### Exercise instructions
Transcribe each entry exactly as it appears, leaving out any picture it holds.

(Natural language region descriptions)

........

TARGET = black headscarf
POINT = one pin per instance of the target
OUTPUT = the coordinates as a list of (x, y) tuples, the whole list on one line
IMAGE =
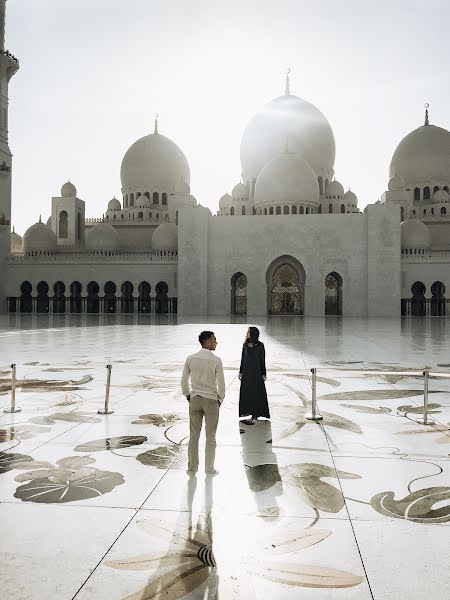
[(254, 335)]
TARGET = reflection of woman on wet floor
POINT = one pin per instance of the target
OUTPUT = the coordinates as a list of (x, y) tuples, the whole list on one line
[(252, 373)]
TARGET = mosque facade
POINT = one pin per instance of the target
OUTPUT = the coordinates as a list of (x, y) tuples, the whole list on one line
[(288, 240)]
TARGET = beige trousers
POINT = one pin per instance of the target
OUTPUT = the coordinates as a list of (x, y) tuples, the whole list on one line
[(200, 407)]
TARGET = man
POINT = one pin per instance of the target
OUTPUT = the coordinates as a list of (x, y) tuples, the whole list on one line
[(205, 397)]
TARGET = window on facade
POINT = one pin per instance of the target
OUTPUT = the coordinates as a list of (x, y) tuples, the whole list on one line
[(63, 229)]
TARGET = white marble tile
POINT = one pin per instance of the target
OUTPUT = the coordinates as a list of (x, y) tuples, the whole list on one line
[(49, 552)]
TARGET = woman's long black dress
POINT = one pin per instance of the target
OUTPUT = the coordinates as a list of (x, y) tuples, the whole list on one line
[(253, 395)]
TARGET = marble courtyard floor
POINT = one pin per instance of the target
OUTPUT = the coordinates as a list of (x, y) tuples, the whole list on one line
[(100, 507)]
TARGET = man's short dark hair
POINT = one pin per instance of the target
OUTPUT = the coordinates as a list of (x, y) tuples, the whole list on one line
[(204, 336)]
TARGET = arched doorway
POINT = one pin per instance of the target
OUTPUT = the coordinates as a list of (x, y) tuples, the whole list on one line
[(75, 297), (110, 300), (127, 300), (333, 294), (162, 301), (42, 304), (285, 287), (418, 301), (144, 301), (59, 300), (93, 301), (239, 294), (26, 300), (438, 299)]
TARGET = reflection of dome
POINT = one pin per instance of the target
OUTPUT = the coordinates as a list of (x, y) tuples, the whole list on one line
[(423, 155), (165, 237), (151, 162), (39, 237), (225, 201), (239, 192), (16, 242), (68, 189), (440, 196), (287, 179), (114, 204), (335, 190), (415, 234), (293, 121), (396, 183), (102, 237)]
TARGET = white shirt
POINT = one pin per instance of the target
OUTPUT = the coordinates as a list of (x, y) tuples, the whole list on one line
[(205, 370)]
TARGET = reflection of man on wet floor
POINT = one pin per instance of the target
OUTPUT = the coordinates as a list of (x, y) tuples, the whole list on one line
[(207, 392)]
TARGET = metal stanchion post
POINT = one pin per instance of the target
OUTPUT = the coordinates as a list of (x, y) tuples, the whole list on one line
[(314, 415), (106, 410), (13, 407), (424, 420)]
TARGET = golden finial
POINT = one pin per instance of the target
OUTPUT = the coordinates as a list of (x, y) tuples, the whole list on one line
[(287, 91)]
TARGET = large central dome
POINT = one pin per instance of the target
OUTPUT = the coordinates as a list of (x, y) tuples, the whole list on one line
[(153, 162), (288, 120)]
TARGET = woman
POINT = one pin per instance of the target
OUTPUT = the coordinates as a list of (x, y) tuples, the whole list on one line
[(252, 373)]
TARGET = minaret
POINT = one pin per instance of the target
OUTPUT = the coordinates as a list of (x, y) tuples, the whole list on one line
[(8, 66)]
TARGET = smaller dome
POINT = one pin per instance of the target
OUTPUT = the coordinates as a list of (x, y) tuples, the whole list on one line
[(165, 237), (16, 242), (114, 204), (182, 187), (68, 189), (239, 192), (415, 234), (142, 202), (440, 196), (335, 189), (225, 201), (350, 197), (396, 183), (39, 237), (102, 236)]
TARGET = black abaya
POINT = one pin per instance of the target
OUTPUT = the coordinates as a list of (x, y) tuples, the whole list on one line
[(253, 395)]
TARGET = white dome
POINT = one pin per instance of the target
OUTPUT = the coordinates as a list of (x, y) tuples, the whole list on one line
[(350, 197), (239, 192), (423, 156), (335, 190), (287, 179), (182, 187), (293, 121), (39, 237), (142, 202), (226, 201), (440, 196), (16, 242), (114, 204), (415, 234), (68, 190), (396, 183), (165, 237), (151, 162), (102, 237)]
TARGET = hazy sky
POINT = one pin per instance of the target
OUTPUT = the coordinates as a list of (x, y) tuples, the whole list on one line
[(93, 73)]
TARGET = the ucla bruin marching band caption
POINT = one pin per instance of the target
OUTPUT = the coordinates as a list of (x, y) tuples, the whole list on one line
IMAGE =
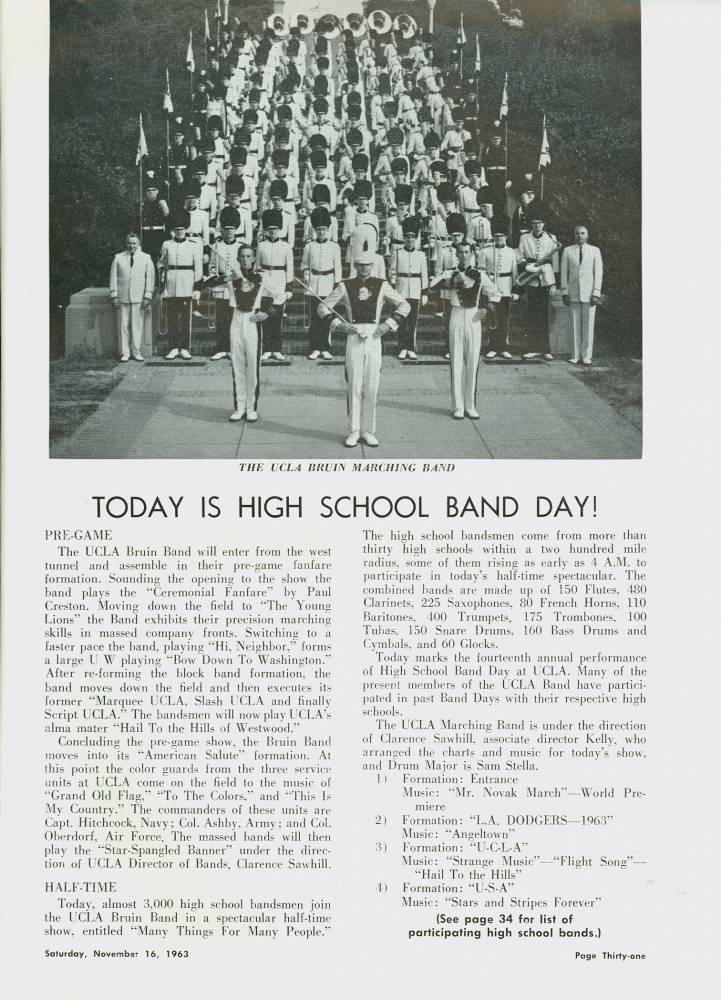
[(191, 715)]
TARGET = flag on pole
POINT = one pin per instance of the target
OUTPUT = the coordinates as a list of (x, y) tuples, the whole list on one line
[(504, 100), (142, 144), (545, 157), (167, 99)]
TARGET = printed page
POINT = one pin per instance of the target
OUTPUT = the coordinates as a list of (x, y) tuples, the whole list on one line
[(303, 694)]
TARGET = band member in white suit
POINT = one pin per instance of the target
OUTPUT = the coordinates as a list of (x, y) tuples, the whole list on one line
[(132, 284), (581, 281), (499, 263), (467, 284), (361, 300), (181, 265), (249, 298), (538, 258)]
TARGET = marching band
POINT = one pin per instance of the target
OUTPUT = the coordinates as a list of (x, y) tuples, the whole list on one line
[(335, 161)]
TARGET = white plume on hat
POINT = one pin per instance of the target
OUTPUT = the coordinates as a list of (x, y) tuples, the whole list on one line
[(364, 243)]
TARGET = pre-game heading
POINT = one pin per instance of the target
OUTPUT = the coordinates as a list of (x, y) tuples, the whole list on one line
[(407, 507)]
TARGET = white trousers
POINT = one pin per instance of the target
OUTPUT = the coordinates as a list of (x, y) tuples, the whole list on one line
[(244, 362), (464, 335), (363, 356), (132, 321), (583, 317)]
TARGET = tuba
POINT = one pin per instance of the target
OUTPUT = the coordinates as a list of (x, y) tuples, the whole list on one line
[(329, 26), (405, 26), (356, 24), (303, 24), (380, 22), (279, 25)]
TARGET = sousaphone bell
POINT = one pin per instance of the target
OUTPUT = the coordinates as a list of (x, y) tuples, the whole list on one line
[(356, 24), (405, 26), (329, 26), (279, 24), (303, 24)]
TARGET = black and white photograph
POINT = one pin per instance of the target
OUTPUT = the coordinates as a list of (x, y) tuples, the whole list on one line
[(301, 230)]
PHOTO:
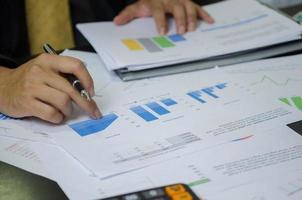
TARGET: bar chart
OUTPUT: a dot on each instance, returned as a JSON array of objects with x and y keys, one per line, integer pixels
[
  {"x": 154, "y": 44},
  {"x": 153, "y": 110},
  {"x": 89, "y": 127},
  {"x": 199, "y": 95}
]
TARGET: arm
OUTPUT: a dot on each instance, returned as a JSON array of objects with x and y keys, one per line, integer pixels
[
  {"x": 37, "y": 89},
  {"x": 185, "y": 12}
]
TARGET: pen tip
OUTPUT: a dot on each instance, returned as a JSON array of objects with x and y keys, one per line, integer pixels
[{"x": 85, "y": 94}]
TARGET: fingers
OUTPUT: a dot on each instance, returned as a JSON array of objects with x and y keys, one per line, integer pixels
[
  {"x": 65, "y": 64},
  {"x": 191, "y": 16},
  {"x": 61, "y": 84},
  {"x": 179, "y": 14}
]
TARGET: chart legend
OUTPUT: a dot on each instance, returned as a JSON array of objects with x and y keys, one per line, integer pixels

........

### Final answer
TARGET = black headscarf
POINT = one pin per instance of the target
OUTPUT = the coordinates as a list of (x, y) tuples, the whole list on one line
IMAGE =
[(254, 335)]
TARGET = reflection of woman on wet floor
POINT = one pin per instance of the target
OUTPUT = the coordinates as a list of (x, y) tuples, the whole list on one line
[(252, 373)]
TARGET = mosque facade
POINT = one pin per instance of the target
OUTPUT = the coordinates as a list of (x, y) tuples, the whole list on one line
[(288, 240)]
TARGET = beige trousers
POINT = one pin per instance of the target
OUTPUT = the coordinates as a list of (x, y) tuples, the whole list on one line
[(200, 407)]
TARGET = man
POINT = one pin per instance of the target
OUTPUT = the coordinates as a list of (x, y) tuples, the whole list on one line
[(205, 397)]
TARGET = window on facade
POINT = one pin per instance of the target
OUTPUT = the coordinates as a list of (x, y) tuples, the whole list on one line
[(63, 229)]
TARGET = white marble tile
POINT = one pin per instance of the target
OUTPUT = the coordinates as a list of (x, y) tuples, the whole list on one line
[(49, 552)]
TARGET = woman's long black dress
POINT = one pin per instance of the target
OUTPUT = the coordinates as a list of (x, y) tuples, the whole list on one line
[(253, 395)]
TARGET = marble courtyard floor
POINT = one pin per instance of the target
OUTPUT = the coordinates as a list of (x, y) tuples, the whole list on one line
[(100, 507)]
TARGET = man's short dark hair
POINT = one pin per instance of the target
OUTPUT = the coordinates as a list of (x, y) tuples, the whole list on one line
[(204, 336)]
TARGET = arched doorway
POINT = one pin per instance of the target
OUTPUT = the coordinates as a list of (x, y) tuples, the whole list on one line
[(75, 297), (110, 300), (127, 300), (333, 294), (162, 301), (42, 304), (285, 287), (418, 301), (144, 301), (59, 300), (93, 301), (239, 294), (26, 300), (438, 299)]
TARGET = reflection of dome
POINT = one pin per instance of the target
OUTPUT = the coordinates as a list of (x, y) tuples, the whole list on one line
[(423, 155), (165, 237), (151, 162), (39, 237), (225, 201), (239, 192), (16, 242), (68, 189), (440, 196), (287, 179), (114, 204), (335, 190), (415, 234), (293, 121), (396, 183), (102, 237)]
TARGET = white shirt
POINT = one pin per instance of the target
OUTPUT = the coordinates as a list of (x, y) tuples, the whole list on one line
[(205, 370)]
TARGET = reflection of man on wet floor
POINT = one pin per instance of the target
OUTPUT = the coordinates as a list of (x, y) tuples, the whole list on one line
[(207, 392)]
TARGET = metal stanchion post
POINT = one pin per instance of the target
OUTPUT = the coordinates as a list of (x, y) tuples, the whole list on one line
[(314, 415), (106, 410), (13, 407), (424, 420)]
TARGET = golden finial
POINT = one pin per instance of the target
OUTPUT = the coordinates as a list of (x, y) tuples, the whole list on one line
[(287, 91)]
TARGET = large central dome
POINT = one pin per instance of the target
OUTPUT = the coordinates as a list of (x, y) tuples, the whole list on one line
[(153, 162), (288, 120)]
TARGET = woman
POINT = one pin per instance of the target
OUTPUT = the coordinates as a list of (x, y) tuples, the whole list on one line
[(252, 373)]
TARGET = minaret
POINT = one pin per instance of the target
OUTPUT = the coordinates as a list of (x, y) tuples, the whole list on one line
[(8, 66)]
TARGET = smaller dome
POINT = one pin per instance of the target
OUTPUT = the coordinates as a list of (x, y) tuples, the whole list on one line
[(165, 237), (16, 242), (114, 204), (182, 187), (68, 189), (239, 192), (415, 234), (142, 202), (440, 196), (335, 189), (225, 201), (350, 197), (396, 183), (39, 237), (102, 236)]
TARGET = black abaya
POINT = one pin per instance of the target
OUTPUT = the coordinates as a list of (x, y) tuples, the whole list on one line
[(253, 395)]
TARGET = white dome
POINT = one pin per instance of the target
OUTPUT = the coordinates as a list of (x, y) tuples, the whole list on one line
[(350, 197), (239, 192), (423, 156), (335, 190), (287, 179), (182, 187), (293, 121), (39, 237), (142, 202), (226, 201), (440, 196), (16, 242), (114, 204), (415, 234), (68, 190), (396, 183), (165, 237), (151, 162), (102, 237)]
TARGET = hazy sky
POINT = one pin per instance of the target
OUTPUT = the coordinates as a list of (x, y) tuples, the whole list on one line
[(93, 73)]
TARGET = the ucla bruin marching band caption
POINT = one pin per instance of the target
OUTPUT = the coordinates as a list of (x, y) tuples, the whole list on one line
IMAGE =
[(191, 715)]
TARGET = flag on pole
POINT = one pin per instance of the target
OUTPUT = the coordinates as a list of (x, y) tuples, the whole list on one line
[(504, 100), (142, 144), (545, 157), (167, 99)]
TARGET = printed page
POINT = one pin per instance of the target
OUTPUT = the coordinates as a list of (x, y) tuples, the whole list on one line
[(303, 694)]
TARGET = band member in white suit
POINT = one pin per instance of the target
OUTPUT = the coordinates as a list of (x, y) tuples, the whole list on one line
[(132, 284), (581, 281), (499, 263), (467, 284), (361, 300), (181, 265), (249, 298), (538, 258)]
TARGET = marching band
POINT = one pin per instance of the target
OUTPUT = the coordinates as a list of (x, y) tuples, the whole list on one line
[(335, 161)]
TARGET = white plume on hat
POINT = one pin per instance of the target
OUTPUT = the coordinates as a list of (x, y) tuples, the whole list on one line
[(364, 243)]
TARGET = pre-game heading
POINT = one pin per instance of the target
OUTPUT = the coordinates as a list of (x, y) tuples, the whole list on one line
[(407, 507)]
TARGET = white trousers
POINT = one pin per instance of the target
OUTPUT = the coordinates as a list of (x, y) tuples, the whole list on one line
[(244, 362), (464, 335), (363, 356), (132, 321), (583, 317)]
TARGET = tuba
POINT = one pin per instance of the target
OUTPUT = the coordinates as a list of (x, y) tuples, the whole list on one line
[(329, 26), (405, 26), (356, 24), (303, 24), (380, 22), (279, 25)]
TARGET = sousaphone bell
POINT = one pin per instance of the target
OUTPUT = the coordinates as a list of (x, y) tuples, the whole list on one line
[(356, 24), (405, 26), (329, 26), (279, 24), (303, 24)]
TARGET = black and white photograph
POINT = one pin per instance of the target
OUTPUT = the coordinates as a list of (x, y) tuples, the whole list on one line
[(301, 230)]
PHOTO:
TARGET: bar chart
OUTPUT: a dot on each instance, returned as a JSON array of objects with x and y keys, one per line, integer pixels
[
  {"x": 154, "y": 44},
  {"x": 153, "y": 110},
  {"x": 89, "y": 127},
  {"x": 199, "y": 95}
]
TARGET: arm
OUTPUT: a dot on each instance, returned as a JSON array of objects with x and y keys, one per line, integer pixels
[
  {"x": 37, "y": 89},
  {"x": 185, "y": 12}
]
TARGET: pen tip
OUTPUT: a dot on each instance, returned as a JSON array of objects with x and y keys, one per line, integer pixels
[{"x": 85, "y": 94}]
TARGET: fingers
OUTPUT: a dot on each instance, returned as a JSON array of objects with x and y keys, one per line, integer pixels
[
  {"x": 65, "y": 64},
  {"x": 191, "y": 16},
  {"x": 61, "y": 84},
  {"x": 179, "y": 14}
]
TARGET: chart legend
OUTPUT: a dot on each instance, returned as a JSON array of objects with x and y keys, one per line, integer pixels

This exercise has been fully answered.